» WHAT TO DO
Note how many lines of the data below hold the word "instance", then give that number with no other text.
[DATA EXTRACT]
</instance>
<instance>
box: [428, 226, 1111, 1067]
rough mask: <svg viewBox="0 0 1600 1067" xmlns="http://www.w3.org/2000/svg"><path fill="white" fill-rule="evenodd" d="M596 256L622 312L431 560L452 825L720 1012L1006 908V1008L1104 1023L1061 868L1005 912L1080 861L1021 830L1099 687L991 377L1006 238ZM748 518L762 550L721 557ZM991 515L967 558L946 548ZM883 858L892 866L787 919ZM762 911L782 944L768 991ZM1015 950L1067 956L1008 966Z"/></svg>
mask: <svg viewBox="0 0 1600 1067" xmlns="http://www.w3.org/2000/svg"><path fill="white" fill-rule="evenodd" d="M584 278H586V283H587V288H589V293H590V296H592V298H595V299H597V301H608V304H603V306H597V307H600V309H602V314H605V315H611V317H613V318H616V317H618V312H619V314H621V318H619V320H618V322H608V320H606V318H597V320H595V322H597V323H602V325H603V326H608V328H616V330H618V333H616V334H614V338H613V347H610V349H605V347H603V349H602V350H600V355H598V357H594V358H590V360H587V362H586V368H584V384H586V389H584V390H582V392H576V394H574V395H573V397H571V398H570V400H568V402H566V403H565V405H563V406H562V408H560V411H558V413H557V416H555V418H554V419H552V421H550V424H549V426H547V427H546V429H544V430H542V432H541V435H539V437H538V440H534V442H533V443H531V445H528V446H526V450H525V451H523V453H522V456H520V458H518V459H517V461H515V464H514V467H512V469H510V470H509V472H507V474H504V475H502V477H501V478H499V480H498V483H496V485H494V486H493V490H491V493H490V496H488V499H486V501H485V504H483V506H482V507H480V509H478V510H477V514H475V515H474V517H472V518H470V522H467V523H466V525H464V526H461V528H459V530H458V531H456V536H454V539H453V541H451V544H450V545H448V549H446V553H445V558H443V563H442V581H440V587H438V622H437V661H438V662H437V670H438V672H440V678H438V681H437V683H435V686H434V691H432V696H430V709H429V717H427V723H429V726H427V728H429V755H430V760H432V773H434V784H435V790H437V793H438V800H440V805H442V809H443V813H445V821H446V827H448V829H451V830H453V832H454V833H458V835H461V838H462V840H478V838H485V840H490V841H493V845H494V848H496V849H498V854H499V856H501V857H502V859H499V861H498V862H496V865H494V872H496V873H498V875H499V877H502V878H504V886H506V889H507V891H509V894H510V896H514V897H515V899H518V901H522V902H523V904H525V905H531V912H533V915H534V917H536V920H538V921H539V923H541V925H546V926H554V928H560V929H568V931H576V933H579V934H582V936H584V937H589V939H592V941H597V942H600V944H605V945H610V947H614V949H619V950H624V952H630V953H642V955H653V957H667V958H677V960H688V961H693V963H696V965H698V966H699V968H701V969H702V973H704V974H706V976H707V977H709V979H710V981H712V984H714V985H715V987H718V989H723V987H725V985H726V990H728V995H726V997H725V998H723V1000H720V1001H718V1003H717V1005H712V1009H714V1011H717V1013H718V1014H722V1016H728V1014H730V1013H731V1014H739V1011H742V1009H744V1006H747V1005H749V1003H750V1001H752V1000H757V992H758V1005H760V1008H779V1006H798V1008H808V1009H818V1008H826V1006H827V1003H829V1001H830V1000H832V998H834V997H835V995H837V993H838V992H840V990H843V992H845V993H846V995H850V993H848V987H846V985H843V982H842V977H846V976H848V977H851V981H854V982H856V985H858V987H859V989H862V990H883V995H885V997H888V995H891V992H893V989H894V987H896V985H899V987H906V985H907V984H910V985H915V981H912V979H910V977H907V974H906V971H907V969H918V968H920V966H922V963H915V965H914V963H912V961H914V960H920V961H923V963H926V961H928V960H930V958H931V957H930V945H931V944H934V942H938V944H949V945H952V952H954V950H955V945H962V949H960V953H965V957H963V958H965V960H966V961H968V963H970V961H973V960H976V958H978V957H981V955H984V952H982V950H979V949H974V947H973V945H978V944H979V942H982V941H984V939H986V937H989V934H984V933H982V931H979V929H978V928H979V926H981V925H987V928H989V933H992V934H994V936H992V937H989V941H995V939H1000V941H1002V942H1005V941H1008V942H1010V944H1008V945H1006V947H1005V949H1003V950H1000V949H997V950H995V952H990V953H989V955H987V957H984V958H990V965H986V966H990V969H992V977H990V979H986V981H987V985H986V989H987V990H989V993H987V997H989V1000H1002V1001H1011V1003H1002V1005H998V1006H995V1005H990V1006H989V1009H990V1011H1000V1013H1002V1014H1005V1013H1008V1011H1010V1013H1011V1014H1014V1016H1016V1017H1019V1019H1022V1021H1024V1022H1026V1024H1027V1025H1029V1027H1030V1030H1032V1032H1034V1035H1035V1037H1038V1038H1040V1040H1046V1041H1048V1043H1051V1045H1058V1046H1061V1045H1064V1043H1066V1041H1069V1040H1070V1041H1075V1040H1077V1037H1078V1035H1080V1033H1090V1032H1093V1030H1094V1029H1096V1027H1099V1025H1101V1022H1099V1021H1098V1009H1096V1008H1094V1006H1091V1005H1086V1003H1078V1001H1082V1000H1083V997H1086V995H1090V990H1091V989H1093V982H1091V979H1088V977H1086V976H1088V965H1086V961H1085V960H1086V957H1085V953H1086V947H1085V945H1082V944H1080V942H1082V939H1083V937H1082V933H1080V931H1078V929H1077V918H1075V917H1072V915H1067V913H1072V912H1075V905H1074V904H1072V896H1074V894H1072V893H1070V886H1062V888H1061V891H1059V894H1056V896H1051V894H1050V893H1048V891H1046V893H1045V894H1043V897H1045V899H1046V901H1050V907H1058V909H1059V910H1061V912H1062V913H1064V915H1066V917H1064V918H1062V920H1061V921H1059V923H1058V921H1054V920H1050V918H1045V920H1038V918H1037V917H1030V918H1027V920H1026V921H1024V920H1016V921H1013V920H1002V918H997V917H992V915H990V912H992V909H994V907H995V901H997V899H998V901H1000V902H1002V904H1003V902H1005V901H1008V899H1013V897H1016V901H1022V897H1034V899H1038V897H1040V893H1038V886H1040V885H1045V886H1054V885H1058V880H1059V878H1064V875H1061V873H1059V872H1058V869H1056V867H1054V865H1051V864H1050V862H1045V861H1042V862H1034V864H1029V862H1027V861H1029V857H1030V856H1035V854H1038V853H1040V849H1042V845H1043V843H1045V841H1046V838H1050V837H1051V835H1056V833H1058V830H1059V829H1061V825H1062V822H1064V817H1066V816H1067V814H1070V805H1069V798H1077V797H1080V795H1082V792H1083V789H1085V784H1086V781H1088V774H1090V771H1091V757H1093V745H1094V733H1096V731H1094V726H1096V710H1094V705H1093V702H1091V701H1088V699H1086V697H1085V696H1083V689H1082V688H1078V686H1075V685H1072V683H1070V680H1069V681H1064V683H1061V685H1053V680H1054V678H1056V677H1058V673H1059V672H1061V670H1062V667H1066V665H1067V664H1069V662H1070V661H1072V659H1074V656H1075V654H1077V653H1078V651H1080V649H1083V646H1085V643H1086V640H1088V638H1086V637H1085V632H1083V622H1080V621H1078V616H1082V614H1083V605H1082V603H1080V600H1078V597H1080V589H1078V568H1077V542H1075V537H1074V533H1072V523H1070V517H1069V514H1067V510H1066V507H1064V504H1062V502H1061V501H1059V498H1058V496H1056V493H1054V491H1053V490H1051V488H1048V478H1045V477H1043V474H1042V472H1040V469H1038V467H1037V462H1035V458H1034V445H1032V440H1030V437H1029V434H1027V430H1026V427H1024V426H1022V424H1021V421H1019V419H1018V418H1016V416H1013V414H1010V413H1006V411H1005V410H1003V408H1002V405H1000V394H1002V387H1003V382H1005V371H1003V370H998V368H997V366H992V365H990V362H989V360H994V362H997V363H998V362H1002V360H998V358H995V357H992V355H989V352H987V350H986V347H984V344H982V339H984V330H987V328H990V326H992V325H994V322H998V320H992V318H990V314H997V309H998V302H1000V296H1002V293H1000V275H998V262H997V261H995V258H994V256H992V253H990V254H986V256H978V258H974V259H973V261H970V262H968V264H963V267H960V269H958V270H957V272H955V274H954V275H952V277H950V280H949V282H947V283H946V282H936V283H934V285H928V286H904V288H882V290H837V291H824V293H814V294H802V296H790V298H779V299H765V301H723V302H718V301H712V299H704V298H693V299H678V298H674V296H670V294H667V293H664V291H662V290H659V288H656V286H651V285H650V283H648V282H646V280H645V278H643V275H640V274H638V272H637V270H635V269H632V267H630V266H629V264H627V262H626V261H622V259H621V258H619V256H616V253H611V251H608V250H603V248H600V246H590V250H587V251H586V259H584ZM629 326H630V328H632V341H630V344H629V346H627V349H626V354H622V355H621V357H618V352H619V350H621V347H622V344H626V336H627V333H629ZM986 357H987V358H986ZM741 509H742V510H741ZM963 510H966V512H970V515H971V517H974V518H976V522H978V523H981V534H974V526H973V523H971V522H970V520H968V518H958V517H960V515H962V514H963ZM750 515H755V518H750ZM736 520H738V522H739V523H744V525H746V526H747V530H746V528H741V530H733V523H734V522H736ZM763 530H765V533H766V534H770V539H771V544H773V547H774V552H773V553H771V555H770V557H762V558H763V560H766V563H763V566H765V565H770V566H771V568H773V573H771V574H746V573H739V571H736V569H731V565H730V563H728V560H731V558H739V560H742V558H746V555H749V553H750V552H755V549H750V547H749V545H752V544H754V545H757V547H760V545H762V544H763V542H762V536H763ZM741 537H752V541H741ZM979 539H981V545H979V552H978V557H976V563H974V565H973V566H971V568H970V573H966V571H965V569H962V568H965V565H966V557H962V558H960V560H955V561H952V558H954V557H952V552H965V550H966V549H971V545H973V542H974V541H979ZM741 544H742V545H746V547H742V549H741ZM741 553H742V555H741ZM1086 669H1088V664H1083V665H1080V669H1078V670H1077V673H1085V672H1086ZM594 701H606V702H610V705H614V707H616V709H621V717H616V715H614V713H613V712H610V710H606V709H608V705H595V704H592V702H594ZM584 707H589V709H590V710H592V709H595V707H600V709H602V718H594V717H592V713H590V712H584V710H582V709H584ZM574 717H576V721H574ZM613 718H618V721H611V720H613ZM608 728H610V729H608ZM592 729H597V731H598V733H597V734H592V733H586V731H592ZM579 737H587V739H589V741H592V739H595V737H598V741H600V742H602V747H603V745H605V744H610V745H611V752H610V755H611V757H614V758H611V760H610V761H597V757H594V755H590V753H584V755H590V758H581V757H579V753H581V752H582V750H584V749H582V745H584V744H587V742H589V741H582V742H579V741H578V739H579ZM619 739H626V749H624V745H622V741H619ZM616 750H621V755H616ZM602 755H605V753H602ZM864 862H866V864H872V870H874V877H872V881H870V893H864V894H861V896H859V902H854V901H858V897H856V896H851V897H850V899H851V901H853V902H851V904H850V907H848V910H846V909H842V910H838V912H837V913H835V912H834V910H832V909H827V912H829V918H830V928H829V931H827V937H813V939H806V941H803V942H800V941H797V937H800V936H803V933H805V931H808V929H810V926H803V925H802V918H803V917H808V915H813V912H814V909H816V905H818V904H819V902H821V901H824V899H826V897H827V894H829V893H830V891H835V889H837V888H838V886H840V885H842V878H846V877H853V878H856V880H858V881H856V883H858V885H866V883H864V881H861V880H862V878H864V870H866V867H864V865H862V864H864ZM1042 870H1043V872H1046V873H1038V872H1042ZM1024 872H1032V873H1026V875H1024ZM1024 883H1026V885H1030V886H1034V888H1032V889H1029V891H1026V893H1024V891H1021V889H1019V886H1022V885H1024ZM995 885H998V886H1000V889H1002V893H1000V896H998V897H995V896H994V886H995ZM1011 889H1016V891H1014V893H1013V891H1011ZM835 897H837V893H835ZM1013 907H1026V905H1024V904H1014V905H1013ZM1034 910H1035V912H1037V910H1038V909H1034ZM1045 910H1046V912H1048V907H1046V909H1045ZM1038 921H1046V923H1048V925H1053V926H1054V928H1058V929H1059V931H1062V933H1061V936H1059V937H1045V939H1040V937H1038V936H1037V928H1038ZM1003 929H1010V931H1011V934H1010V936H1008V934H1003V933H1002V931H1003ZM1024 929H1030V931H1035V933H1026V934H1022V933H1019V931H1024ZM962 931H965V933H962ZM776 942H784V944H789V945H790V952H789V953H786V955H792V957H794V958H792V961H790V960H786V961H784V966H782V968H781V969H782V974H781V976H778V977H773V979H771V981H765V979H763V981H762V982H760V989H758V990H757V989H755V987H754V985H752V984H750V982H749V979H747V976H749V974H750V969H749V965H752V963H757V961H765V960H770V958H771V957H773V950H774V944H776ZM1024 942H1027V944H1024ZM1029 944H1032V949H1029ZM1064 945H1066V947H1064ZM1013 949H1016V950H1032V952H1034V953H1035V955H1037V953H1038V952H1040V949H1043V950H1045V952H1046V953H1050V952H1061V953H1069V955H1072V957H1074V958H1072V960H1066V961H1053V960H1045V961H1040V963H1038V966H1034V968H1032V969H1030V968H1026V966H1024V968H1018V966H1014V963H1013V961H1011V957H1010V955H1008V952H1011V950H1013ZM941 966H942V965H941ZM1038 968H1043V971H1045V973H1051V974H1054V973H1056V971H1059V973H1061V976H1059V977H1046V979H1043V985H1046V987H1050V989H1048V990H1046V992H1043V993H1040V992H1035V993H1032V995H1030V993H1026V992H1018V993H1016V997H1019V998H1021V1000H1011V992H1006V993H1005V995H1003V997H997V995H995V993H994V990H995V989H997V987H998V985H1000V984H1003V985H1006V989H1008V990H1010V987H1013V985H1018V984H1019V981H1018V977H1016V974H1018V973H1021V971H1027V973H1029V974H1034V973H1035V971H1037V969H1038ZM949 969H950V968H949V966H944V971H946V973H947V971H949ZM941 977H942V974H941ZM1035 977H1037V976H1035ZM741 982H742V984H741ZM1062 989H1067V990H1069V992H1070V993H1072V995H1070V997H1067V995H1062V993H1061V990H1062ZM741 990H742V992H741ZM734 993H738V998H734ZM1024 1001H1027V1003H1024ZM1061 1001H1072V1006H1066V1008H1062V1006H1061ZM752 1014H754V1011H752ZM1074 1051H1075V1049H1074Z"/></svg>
[/DATA EXTRACT]
[DATA EXTRACT]
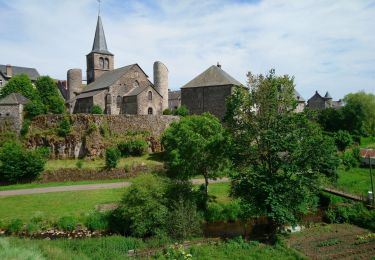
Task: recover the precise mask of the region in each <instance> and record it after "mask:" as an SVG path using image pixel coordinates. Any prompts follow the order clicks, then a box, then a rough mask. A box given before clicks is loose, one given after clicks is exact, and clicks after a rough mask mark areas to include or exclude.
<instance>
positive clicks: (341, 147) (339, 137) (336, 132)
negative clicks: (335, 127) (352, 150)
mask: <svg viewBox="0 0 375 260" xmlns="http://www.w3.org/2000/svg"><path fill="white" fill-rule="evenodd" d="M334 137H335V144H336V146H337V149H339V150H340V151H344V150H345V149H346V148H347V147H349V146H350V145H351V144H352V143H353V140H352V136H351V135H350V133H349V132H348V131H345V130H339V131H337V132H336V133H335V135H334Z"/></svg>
[/DATA EXTRACT]
» WRITTEN REPLY
4